To be done: Repeat the material exactly, every line of it.

Supplied entries:
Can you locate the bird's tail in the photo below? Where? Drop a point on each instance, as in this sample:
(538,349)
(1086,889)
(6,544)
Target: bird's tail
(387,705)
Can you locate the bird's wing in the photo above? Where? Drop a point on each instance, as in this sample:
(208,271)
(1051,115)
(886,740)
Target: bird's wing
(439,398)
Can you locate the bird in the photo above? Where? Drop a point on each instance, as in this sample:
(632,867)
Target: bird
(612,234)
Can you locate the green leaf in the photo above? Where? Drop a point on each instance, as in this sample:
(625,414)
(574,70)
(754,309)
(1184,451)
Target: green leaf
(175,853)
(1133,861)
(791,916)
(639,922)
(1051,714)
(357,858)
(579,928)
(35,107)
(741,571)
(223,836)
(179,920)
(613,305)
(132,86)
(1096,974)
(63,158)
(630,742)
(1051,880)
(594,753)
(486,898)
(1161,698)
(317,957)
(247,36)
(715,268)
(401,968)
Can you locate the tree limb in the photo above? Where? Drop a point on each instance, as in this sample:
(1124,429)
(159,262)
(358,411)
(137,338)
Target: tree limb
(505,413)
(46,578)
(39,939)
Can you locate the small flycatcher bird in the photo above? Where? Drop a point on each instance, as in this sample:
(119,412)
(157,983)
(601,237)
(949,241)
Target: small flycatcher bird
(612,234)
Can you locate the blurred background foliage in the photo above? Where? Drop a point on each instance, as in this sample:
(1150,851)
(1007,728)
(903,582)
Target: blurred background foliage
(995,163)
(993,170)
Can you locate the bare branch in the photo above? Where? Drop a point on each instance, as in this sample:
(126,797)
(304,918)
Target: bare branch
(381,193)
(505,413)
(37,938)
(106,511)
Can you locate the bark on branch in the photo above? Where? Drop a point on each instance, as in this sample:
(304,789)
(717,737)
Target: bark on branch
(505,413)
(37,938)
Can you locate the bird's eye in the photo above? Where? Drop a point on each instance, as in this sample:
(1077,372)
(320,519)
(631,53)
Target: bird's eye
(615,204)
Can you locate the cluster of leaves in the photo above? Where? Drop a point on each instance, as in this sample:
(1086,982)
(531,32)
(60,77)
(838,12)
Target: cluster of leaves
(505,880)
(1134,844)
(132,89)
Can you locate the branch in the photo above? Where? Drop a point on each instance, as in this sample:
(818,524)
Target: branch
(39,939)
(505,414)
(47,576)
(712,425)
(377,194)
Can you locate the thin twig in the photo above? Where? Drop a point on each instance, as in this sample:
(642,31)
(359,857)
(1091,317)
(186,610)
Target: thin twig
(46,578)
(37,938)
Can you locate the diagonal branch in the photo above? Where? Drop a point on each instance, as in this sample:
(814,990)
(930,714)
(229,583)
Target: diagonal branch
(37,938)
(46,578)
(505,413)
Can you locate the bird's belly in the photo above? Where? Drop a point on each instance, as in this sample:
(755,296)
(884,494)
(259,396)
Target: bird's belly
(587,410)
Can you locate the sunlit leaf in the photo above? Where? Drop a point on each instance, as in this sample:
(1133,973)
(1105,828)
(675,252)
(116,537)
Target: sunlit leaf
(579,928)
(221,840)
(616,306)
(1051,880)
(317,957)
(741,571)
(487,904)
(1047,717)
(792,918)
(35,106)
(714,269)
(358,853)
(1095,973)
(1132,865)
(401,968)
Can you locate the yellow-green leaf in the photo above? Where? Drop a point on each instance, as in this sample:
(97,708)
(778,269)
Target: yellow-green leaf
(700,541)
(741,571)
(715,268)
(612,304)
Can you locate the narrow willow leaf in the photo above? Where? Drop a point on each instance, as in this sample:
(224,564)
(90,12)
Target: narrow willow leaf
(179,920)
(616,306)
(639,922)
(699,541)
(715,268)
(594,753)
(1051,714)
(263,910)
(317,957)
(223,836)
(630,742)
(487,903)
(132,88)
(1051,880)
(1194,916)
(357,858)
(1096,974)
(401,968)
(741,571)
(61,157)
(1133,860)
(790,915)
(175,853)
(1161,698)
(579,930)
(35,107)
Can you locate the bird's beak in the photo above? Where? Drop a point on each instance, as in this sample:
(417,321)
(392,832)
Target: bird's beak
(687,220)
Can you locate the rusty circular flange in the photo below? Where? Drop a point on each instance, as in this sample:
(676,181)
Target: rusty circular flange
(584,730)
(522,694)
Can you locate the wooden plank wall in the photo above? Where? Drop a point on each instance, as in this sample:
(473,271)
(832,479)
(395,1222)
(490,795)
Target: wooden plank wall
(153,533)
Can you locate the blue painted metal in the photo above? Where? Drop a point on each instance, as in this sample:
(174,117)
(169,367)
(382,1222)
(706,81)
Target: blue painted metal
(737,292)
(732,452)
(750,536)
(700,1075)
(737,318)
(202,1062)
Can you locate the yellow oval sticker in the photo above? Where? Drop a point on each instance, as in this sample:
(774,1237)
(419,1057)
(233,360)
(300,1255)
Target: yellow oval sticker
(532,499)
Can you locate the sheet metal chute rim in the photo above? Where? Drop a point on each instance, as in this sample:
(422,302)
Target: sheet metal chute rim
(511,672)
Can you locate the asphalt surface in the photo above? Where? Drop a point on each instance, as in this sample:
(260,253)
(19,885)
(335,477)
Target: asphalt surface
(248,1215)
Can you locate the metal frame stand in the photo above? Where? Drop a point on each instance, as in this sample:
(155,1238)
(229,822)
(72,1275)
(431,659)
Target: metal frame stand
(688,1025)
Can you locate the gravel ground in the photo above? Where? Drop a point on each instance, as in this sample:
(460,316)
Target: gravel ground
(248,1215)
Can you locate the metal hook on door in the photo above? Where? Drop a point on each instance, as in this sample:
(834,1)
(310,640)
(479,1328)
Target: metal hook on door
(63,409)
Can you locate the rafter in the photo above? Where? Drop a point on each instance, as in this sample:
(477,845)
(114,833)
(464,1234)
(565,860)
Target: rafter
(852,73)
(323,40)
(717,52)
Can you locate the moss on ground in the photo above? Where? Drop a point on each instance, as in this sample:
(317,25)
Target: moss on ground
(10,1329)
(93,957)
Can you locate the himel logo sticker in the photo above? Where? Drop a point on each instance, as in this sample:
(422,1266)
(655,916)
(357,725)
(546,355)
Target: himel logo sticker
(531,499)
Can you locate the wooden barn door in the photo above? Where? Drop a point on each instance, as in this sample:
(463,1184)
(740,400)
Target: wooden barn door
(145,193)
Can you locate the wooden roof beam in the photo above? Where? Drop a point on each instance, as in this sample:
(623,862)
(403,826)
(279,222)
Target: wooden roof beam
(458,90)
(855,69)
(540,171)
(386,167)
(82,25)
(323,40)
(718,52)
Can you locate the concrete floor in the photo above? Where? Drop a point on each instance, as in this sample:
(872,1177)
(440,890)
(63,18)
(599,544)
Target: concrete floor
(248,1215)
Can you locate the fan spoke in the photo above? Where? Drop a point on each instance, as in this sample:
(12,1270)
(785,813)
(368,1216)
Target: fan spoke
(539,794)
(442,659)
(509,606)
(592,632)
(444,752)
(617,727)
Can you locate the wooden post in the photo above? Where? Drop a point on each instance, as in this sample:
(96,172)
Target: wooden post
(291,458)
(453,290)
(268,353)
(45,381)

Reply to the task:
Can you locate the bird's tail in the photo below? Where? Drop a point on each instance, as in this sample:
(538,349)
(1086,889)
(6,544)
Target: bird's tail
(387,705)
Can you locate the bird's wing in the photo above? Where? Drop a point on each instance, as in this sample:
(208,271)
(1051,115)
(886,740)
Target: bird's wing
(439,398)
Can you locate the bird in the photo above? Where? Drop a point on each instance, as in this sample:
(632,867)
Target: bird
(612,234)
Can you locate the green leaf in the photo above? Where? Drop a point on each instance, as in this sample:
(625,414)
(574,70)
(754,309)
(1184,451)
Target: green leaf
(175,853)
(1133,861)
(791,916)
(639,922)
(1051,714)
(357,858)
(579,928)
(35,107)
(741,571)
(223,836)
(179,920)
(613,305)
(132,86)
(1096,974)
(63,158)
(630,742)
(1051,880)
(594,753)
(486,898)
(1161,698)
(317,957)
(247,36)
(715,268)
(401,968)
Can you locate the tree limb in the photo above? Where? Drop a point on each instance, as in this sample:
(1124,429)
(159,262)
(358,411)
(137,338)
Target: tree limb
(505,413)
(46,578)
(39,939)
Can you locate the small flycatcher bird in the photo above? Where? Drop a point on each instance, as in this sample:
(119,412)
(157,983)
(601,237)
(949,241)
Target: small flycatcher bird
(612,234)
Can you locate the blurred background foliage in the photo above? Where? Drop a point on each instance, as in this sample:
(1150,851)
(1007,728)
(903,582)
Target: blurred background foliage
(995,163)
(993,170)
Can you locate the bare branch in the photo above? Where? Drop a point on each instance, as in this sample:
(126,797)
(304,918)
Target: bare branch
(381,193)
(505,413)
(37,938)
(106,511)
Can you locate the bark on branch in the photo above? Where? Drop a point on each instance, as in this sample:
(304,789)
(717,737)
Target: bark on branch
(505,413)
(37,938)
Can you locate the bird's eye in the photo above? Where? Drop a point on each instance, as in this sample:
(1077,372)
(320,519)
(631,53)
Target: bird's eye
(615,204)
Can you locate the cluster of leaves in the photo above? Where? Drop a point on each instance, as in this sample:
(1086,982)
(531,32)
(60,77)
(838,12)
Target: cluster of leaves
(505,880)
(1134,844)
(132,89)
Can you locate the branch in the photo above? Where? Drop a point on each instance, as in this sample:
(818,524)
Target: branch
(39,939)
(505,414)
(47,576)
(712,425)
(377,194)
Can you locate the thin twig in the photo above? Where? Drop a point on each instance, as in this sample:
(642,31)
(359,857)
(1091,317)
(186,610)
Target: thin twig
(46,578)
(37,938)
Can you locate the diagonal branch in the photo above? Where? Drop a point on each instance, as in this sample:
(814,990)
(930,714)
(229,583)
Target: diagonal branch
(37,938)
(46,578)
(505,413)
Can you locate the bird's belly in the photo above? Where? Drop a point on each instance, as in this sample:
(755,296)
(884,494)
(259,396)
Target: bird's belly
(587,410)
Can you locate the sunlit leaf in the photo above? Where? Drop a point on each instance, as in this sample:
(1133,973)
(1105,828)
(675,252)
(116,537)
Target: sunlit leaf
(579,928)
(221,840)
(616,306)
(1051,880)
(317,957)
(741,571)
(487,904)
(1047,717)
(792,918)
(35,106)
(714,269)
(358,853)
(1095,973)
(1132,865)
(401,968)
Can you locate the yellow-green leaf in the photo above? Where? Drop a point on each instance, as in this sample:
(97,708)
(778,269)
Target: yellow-green leaf
(700,541)
(741,571)
(715,268)
(612,304)
Can you locate the narrow willow leaf in the photo above? Where? Drop a point on each instance, as in this sample:
(224,564)
(90,12)
Target: narrow willow leaf
(179,920)
(616,306)
(639,922)
(699,541)
(715,268)
(594,753)
(1051,714)
(263,910)
(317,957)
(223,836)
(630,742)
(487,903)
(132,88)
(1051,880)
(1194,916)
(357,858)
(1096,974)
(401,968)
(741,571)
(61,157)
(1133,860)
(790,915)
(175,853)
(1161,698)
(579,930)
(35,107)
Can you locate the bird's beak in the photo above? Where? Drop a point on each instance, as in this sample:
(417,321)
(392,832)
Target: bird's beak
(687,220)
Can you locate the rusty circular flange in the photo below? Where? Drop a point on each instance, as in this sample:
(676,181)
Target: rusty circular flange
(584,730)
(522,694)
Can you locate the wooden plank wall in the photo above? Where? Drop a point on each instance, as in this sample:
(473,271)
(832,479)
(395,1222)
(490,795)
Target: wooden plank wall
(153,533)
Can you locate the blue painted metal in the photo above? Where? Drop a point on each instance, as in this sample:
(174,117)
(169,367)
(382,1222)
(706,81)
Target: blue painted metal
(737,292)
(732,452)
(750,536)
(700,1075)
(737,318)
(202,1062)
Can you locate the yellow oval sticker in the photo above? Where? Drop a point on each instance, as in this sample:
(774,1237)
(419,1057)
(233,360)
(300,1255)
Target: yellow oval sticker
(532,499)
Can you locate the sheet metal chute rim in the photo above? Where? Drop a point on each instance, as in this sample:
(422,302)
Target: sheet metal chute rim
(511,672)
Can you locate the asphalt surface in the photo above? Where? Drop a point on each instance, as in this sample:
(260,253)
(19,885)
(335,477)
Target: asphalt surface
(248,1215)
Can you locate the metal frame stand in the photo above? Where? Drop a point on each instance, as in this sample:
(155,1238)
(229,822)
(72,1275)
(431,659)
Target: metal frame stand
(688,1025)
Can you locate the gravel ground in the photo above? Where? Drop a point on each instance, as in this sample:
(460,316)
Target: gravel ground
(248,1215)
Can you locate the metal hook on door in the photo above? Where? Drop a point on each instance, as in this sample:
(834,1)
(310,640)
(479,1328)
Target: metal hook on door
(63,409)
Can you locate the rafter in the photo above? Where? Drop a point on each instance, as in this sample:
(477,845)
(114,833)
(464,1234)
(565,860)
Target: rafter
(852,73)
(323,40)
(717,52)
Can you locate the moss on ground in the photo above? Where? Drop a point on each instance, as in this sample:
(317,25)
Target: moss on ground
(10,1329)
(93,957)
Can you locate the himel logo sticker in the photo above? Where? Drop a point on each instance, as in this sample:
(422,1266)
(655,916)
(357,725)
(546,355)
Target: himel logo sticker
(531,499)
Can you locate the wooden barn door in the photo above? Where? Drop a point on each instance, as in this sample:
(463,1184)
(740,400)
Target: wooden barn door
(145,193)
Can you locate the wooden roof beam in the photo above? Where? Drop a point on each instance, as in this sample:
(623,862)
(403,826)
(279,222)
Target: wooden roof beam
(458,90)
(855,69)
(540,171)
(386,167)
(82,25)
(323,40)
(718,52)
Can you locate the concrete floor in the photo above? Where? Drop a point on each instance, as in this sample:
(872,1177)
(440,890)
(63,18)
(599,544)
Target: concrete floor
(248,1215)
Can you locate the fan spoke in the photo above? Where? Drop a point on each instance, as in this sample:
(12,1270)
(785,813)
(368,1216)
Target: fan spoke
(539,794)
(442,659)
(509,606)
(592,632)
(444,752)
(617,727)
Can you locate the wooden post in the photo above? Where? Drop a point on each instance, as in this sample:
(96,172)
Target: wooden post
(291,458)
(453,290)
(268,353)
(45,381)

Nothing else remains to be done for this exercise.